== Reading text ==
________
Imagine a country in which state-subsidised television networks wheel out popular celebrities to scare the masses into supporting more taxes. Imagine no longer. This is not a dystopian future, this is Jamie’s Sugar Rush.
According to a Guardian journalist, Mr Oliver is ‘extremely well liked’. If so, I have drifted further from mainstream public opinion than I realised. In his guise as a TV evangelist on Channel 4 last night, he increasingly resembled a cadaver being zapped with electricity, all blank eyes and random facial expressions. ‘I’ve come here to get my head around it,’ he said with faux-naivety as he prepared to fire loaded questions at another sympathetic interviewee. In an hour of staged encounters and predictable factoids, it was the voyage-of-discovery charade that grated more than anything. It was always going to end with advertising bans, higher taxes and a new crusade for a celebrity chef. Channel 4 knew it, we knew it and Jamie knew it.
There were moments of propaganda in this programme that Kim Jong-Un would have rejected for being too crude. Towards the end, Oliver confronted a bunch of big-wigs to tell them about the revolutionary idea that had emerged from his awakening. The idea was a tax on sugar. Ooh, controversial. Jamie was nervous. How would they react?
________
Point-per-instance localization data
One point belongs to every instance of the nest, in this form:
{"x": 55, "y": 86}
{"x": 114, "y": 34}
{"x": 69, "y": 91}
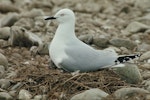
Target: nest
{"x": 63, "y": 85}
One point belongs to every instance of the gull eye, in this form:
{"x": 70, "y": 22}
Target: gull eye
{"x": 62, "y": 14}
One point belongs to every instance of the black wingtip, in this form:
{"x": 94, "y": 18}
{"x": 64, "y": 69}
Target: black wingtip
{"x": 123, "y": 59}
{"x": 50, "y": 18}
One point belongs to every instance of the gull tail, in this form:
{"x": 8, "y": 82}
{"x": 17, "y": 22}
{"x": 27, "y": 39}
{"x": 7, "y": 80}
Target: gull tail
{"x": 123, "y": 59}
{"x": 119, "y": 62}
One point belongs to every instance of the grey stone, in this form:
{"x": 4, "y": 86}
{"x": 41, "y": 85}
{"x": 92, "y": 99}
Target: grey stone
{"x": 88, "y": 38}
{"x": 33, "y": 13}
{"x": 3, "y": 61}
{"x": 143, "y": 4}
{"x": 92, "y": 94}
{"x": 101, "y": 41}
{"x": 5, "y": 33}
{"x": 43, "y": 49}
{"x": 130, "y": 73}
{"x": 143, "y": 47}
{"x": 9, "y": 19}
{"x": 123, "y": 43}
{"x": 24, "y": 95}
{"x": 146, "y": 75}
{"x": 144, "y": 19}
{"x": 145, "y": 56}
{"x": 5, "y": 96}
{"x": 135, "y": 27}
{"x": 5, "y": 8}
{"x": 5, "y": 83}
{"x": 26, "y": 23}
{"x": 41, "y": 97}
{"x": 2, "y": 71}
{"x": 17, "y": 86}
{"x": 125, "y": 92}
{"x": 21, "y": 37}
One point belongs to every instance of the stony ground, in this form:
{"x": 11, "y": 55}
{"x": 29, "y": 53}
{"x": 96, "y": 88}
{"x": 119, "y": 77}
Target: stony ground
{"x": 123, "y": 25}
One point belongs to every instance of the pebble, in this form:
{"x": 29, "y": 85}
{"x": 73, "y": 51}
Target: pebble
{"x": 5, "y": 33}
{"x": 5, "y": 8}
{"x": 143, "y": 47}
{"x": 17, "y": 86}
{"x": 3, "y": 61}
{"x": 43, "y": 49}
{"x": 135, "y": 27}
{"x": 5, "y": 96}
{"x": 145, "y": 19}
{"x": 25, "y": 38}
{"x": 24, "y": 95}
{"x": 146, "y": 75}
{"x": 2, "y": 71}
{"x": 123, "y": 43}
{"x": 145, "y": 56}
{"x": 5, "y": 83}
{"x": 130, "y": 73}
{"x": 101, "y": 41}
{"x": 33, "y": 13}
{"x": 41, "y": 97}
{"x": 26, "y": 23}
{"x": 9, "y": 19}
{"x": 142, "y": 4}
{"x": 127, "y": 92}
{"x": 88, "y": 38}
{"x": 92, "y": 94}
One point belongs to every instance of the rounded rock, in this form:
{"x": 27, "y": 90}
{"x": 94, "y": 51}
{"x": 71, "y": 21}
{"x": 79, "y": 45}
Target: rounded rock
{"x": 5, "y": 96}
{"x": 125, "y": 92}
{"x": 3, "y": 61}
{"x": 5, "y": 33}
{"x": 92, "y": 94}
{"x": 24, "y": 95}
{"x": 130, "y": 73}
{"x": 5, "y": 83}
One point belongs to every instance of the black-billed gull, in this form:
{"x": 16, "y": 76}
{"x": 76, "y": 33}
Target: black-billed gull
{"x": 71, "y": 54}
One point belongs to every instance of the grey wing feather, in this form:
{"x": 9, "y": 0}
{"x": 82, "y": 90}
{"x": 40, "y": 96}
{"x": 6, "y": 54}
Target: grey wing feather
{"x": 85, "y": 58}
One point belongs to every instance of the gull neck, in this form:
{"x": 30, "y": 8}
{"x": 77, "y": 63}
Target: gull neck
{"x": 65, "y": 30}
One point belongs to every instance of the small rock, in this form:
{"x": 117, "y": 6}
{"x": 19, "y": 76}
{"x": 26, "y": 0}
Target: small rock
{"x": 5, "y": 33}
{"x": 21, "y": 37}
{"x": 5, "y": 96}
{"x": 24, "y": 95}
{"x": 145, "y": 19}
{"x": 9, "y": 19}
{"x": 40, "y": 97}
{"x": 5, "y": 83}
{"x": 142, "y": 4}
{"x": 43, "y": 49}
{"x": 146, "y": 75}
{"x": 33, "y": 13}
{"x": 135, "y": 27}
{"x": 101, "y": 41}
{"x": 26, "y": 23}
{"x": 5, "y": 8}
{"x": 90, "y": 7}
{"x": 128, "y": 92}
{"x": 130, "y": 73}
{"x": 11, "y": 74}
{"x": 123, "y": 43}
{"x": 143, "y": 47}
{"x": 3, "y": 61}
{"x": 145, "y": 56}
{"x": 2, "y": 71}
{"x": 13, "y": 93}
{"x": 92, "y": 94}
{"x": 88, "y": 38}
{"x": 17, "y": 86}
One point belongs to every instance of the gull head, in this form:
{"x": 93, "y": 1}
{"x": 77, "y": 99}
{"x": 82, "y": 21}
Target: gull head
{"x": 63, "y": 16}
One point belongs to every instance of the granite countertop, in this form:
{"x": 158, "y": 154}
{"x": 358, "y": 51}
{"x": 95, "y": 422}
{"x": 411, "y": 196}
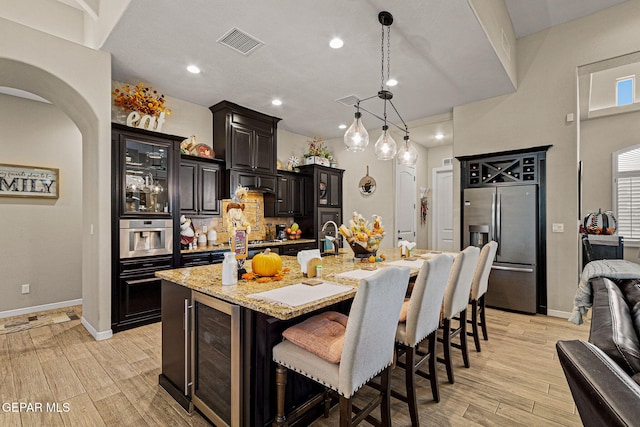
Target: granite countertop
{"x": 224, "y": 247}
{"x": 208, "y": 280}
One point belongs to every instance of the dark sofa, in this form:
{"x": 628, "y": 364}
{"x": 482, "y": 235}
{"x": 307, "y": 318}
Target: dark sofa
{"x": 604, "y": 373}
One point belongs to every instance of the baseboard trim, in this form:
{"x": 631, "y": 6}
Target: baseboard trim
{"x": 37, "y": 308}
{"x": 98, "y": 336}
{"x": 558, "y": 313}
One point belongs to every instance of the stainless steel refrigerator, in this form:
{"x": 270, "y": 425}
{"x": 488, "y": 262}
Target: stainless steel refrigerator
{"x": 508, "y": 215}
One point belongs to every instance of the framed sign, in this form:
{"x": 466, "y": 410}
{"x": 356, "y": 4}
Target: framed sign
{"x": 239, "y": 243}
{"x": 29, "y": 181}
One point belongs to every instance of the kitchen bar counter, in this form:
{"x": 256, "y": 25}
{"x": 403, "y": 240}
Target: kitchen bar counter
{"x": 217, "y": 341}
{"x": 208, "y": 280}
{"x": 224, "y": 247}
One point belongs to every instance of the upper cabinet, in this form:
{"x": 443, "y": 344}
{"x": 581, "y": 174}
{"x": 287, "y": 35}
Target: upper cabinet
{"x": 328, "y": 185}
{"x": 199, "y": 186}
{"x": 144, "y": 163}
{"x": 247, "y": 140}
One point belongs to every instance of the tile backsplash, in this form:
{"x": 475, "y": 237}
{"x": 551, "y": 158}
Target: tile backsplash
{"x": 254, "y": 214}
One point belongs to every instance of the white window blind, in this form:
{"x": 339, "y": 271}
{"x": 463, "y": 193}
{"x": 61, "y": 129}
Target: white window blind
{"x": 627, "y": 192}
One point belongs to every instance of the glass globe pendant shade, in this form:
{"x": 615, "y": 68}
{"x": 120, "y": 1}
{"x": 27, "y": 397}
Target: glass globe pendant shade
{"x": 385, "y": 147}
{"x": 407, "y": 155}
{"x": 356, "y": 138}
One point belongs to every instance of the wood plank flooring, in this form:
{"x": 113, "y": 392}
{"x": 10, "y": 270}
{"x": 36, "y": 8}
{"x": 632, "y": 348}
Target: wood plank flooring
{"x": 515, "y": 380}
________
== List of tasks ==
(a) Answer these questions from the Jamie's Sugar Rush piece:
(i) According to whom is Mr Oliver "extremely well liked"?
(ii) On which channel did the program air?
(iii) What idea did Oliver put to the big-wigs toward the end?
(b) Do these statements agree with the Jamie's Sugar Rush piece? Answer yes or no for each, quoting the words that decide it.
(i) The program was broadcast on the BBC.
(ii) What grated most for the writer was the voyage-of-discovery charade.
(iii) Jamie seemed confident when he presented his idea.

== Solution set ==
(a)
(i) A Guardian journalist.
(ii) Channel 4.
(iii) A tax on sugar.

(b)
(i) No: "In his guise as a TV evangelist on Channel 4 last night"
(ii) Yes: "it was the voyage-of-discovery charade that grated more than anything"
(iii) No: "Jamie was nervous."